◆ Set problem A:
Answer these questions from the interview with Suzanne Vega:
(i) At which New York City theater was Carson McCullers Talks About Love performed?
(ii) With whom did Vega write the show?
(iii) Which character, according to Vega, takes an art program sponsored by the government?

Back Suzanne Vega talks about Carson McCullers

From May 5 through June 4, 2011, at New York City’s Rattlestick Playwrights Theater, Suzanne Vega performed Carson McCullers Talks About Love, the one-woman show she wrote with Duncan Sheik. In the ninety-minute show Vega draws on McCullers’s own words to dramatize and sing about her life and work. For The Library of America Summer e-Newsletter, Rich Kelley conducted this exclusive interview with Vega about McCullers, who is represented in the LOA series by Carson McCullers: Complete Novels.

Suzanne Vega as Carson McCullers. (Photo: Sandra Coudert)

LOA: In previous interviews you’ve mentioned discovering Carson McCullers as a teenager and, at Barnard College, adapting some of her short stories into songs for an undergraduate thesis. Now, some thirty years later, you’ve just finished a month-long run of Carson McCullers Talks About Love, the one- woman show you wrote about her. What is it about McCullers’s work that has kept her such a presence in your life all this time?

Vega: It’s really more like four years spread out over thirty. There were years when the project had to take a back seat to raising my daughter and being on tour. The things I find compelling about Carson McCullers are: First, her character. Brilliant, funny, droll, compassionate, bitchy, needy, but never pathetic. Second, her work itself. Her social vision—so unusual in a girl her age when she wrote The Heart Is a Lonely Hunter—beautifully and humanely rendered in language and imagery. And yet odd and unique at the same time. Her details resonate with me. For example, Mick Kelly takes an art program sponsored by the government—I was that kind of child.

◆ Object pointing dataset rows:
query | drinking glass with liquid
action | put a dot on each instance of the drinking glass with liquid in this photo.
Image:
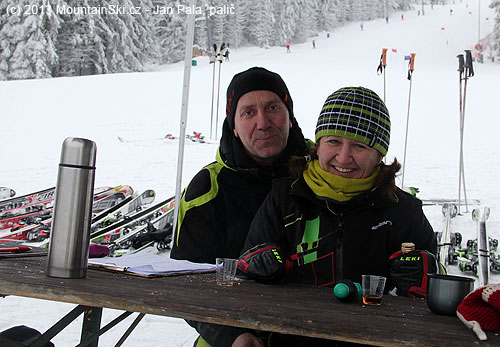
(373, 289)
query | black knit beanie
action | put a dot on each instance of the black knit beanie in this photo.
(255, 78)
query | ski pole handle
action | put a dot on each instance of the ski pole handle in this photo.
(468, 63)
(411, 65)
(384, 57)
(412, 62)
(383, 61)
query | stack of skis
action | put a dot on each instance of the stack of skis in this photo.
(479, 256)
(121, 219)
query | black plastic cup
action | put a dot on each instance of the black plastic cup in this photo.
(446, 292)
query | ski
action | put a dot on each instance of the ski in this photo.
(437, 201)
(40, 197)
(121, 210)
(6, 193)
(23, 226)
(483, 252)
(449, 212)
(159, 230)
(107, 202)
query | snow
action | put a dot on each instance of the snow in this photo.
(141, 108)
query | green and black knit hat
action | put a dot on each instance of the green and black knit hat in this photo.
(356, 113)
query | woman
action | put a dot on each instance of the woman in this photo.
(342, 215)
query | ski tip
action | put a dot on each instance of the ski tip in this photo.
(476, 214)
(6, 193)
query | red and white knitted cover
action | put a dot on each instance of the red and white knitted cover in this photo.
(480, 310)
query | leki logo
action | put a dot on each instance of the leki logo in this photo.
(381, 224)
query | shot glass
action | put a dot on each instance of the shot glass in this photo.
(226, 271)
(373, 289)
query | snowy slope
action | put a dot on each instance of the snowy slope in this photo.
(37, 115)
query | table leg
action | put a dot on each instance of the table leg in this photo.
(91, 324)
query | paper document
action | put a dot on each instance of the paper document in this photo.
(147, 264)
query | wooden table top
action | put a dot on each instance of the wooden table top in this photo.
(287, 308)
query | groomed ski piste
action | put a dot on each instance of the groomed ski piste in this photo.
(37, 115)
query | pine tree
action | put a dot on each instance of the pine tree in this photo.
(260, 23)
(495, 36)
(27, 40)
(170, 32)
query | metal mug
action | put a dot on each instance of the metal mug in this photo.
(446, 292)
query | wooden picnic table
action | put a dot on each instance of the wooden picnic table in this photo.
(288, 308)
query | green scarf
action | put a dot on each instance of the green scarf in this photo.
(328, 185)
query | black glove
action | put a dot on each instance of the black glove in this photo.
(409, 271)
(263, 262)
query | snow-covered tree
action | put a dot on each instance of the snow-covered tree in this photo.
(27, 39)
(260, 23)
(170, 31)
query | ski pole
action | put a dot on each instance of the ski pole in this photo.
(188, 57)
(218, 97)
(382, 65)
(212, 61)
(212, 107)
(469, 72)
(411, 68)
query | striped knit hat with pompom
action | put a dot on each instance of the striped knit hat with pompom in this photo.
(356, 113)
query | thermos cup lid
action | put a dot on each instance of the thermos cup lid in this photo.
(78, 152)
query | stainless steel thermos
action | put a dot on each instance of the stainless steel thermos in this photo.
(70, 232)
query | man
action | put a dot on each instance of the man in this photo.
(259, 136)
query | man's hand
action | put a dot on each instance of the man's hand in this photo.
(263, 262)
(247, 340)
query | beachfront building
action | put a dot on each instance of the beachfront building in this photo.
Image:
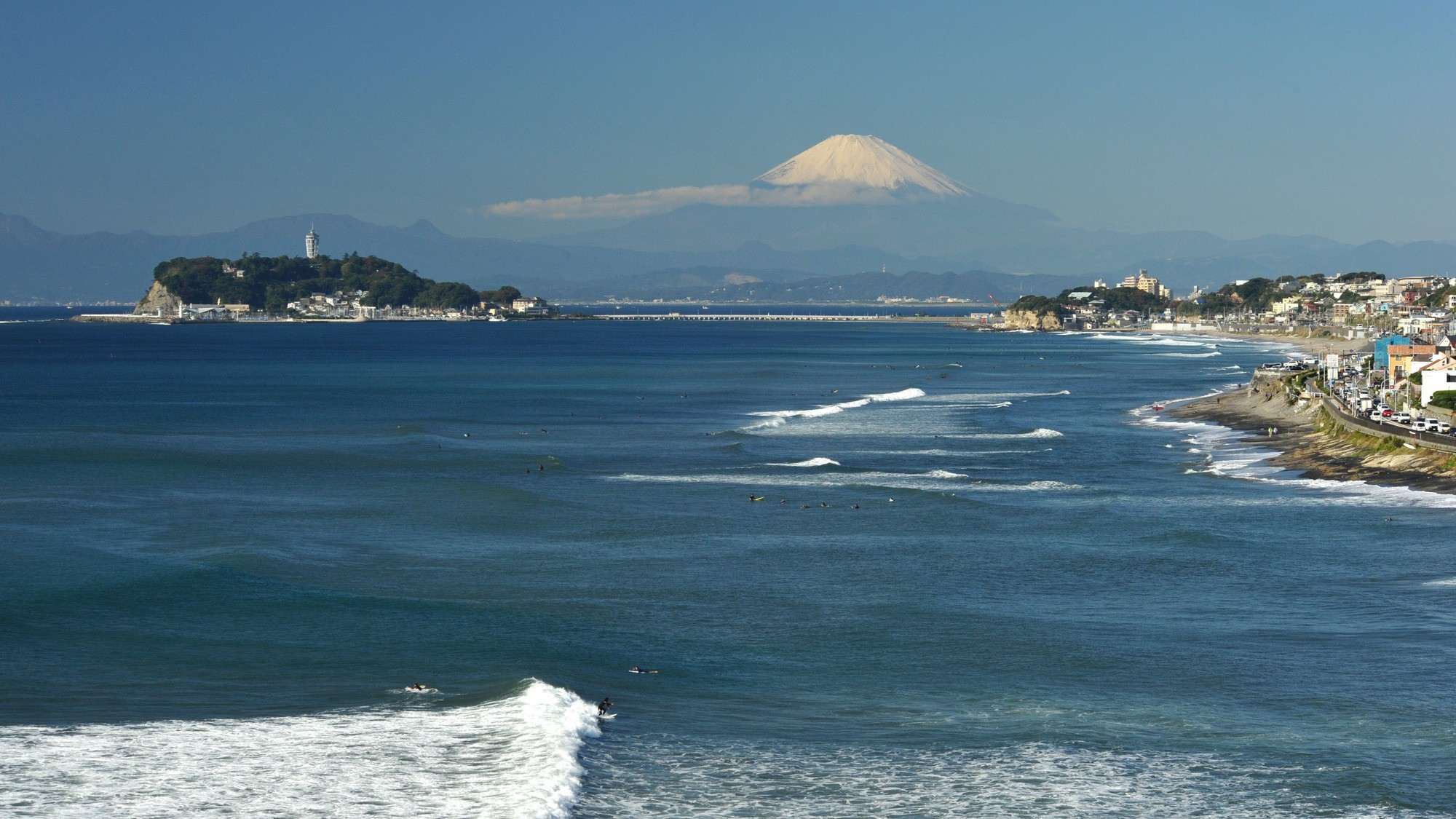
(1382, 350)
(1406, 359)
(1438, 376)
(1147, 285)
(532, 306)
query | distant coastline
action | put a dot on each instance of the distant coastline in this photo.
(1310, 442)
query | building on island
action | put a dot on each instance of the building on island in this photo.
(534, 306)
(1147, 285)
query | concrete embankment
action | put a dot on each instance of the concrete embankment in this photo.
(1313, 439)
(116, 318)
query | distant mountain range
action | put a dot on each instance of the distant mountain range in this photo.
(847, 206)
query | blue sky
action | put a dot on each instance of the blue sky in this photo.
(1240, 119)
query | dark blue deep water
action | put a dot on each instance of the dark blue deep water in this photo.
(225, 551)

◆ Set problem B: Update the entries from the line holding "query | building on island" through the last entry, inclusive, changing "put a dot" to "place a point" and leaving everything else the same. Return only those lines.

◆ Right answer A:
(i) Rattlestick Playwrights Theater
(ii) Duncan Sheik
(iii) Mick Kelly

◆ Right answer B:
query | building on island
action | place a point on each instance of the building on island in this photo.
(534, 306)
(1147, 285)
query | concrete embankment
action | place a point on each instance of the concrete embankment in this photo.
(1313, 439)
(116, 318)
query | distant mountain range
action | place a point on each instance of the distant mountain range in this photo.
(847, 206)
query | blue sky
action | place a point on each instance of the blue sky in this photo.
(1240, 119)
query | dark blue deep water
action | place a point on each instance of the dark blue deep water in this photo.
(225, 551)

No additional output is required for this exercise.